- **Problem to work on**
Retype every entry exactly, down to the last character.
....................
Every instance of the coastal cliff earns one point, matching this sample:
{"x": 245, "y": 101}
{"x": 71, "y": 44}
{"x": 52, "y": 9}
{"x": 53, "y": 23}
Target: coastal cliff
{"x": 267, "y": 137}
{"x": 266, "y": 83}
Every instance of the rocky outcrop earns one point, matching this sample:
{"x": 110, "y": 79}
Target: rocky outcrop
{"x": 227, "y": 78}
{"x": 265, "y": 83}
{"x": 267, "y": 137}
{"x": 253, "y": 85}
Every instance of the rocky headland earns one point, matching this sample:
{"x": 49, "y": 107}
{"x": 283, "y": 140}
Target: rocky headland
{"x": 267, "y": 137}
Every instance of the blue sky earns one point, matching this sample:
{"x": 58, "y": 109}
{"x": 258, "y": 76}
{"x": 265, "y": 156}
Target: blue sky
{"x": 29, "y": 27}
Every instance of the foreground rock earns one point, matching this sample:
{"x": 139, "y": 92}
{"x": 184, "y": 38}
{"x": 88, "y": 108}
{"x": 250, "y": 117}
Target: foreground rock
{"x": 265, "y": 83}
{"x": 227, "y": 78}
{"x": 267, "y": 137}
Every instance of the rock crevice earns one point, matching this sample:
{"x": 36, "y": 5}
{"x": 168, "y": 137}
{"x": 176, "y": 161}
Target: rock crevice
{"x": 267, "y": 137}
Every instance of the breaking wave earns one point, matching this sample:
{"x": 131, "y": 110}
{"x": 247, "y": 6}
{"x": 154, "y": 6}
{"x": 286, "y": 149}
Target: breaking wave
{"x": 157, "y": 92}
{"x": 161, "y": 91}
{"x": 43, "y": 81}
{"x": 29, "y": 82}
....................
- **Task result**
Every instance of the coastal cliff earns one point, matching this sample:
{"x": 245, "y": 101}
{"x": 71, "y": 44}
{"x": 52, "y": 9}
{"x": 53, "y": 23}
Target: coastal cliff
{"x": 267, "y": 137}
{"x": 266, "y": 83}
Every instance of the rocky outcrop earns one point, matching this sample:
{"x": 110, "y": 79}
Target: rocky outcrop
{"x": 227, "y": 78}
{"x": 265, "y": 83}
{"x": 267, "y": 137}
{"x": 253, "y": 85}
Every instance of the rocky headland earns one point, matching this sample:
{"x": 49, "y": 107}
{"x": 283, "y": 140}
Target: rocky headland
{"x": 267, "y": 137}
Every instance of the blue sky earns one point, matching this sample:
{"x": 58, "y": 109}
{"x": 258, "y": 76}
{"x": 265, "y": 156}
Target: blue sky
{"x": 29, "y": 27}
Every instance of the foreground rock earns one point, matching this sample:
{"x": 139, "y": 92}
{"x": 184, "y": 38}
{"x": 88, "y": 108}
{"x": 250, "y": 117}
Target: foreground rock
{"x": 265, "y": 83}
{"x": 227, "y": 78}
{"x": 267, "y": 137}
Every instance of the rock crevice earns one point, matching this sample:
{"x": 36, "y": 5}
{"x": 168, "y": 137}
{"x": 176, "y": 161}
Target: rock crevice
{"x": 267, "y": 137}
Every instance of the breaking wave earns one point, matching this sample:
{"x": 131, "y": 110}
{"x": 247, "y": 6}
{"x": 154, "y": 6}
{"x": 286, "y": 149}
Target: breaking wave
{"x": 157, "y": 92}
{"x": 161, "y": 91}
{"x": 43, "y": 81}
{"x": 29, "y": 82}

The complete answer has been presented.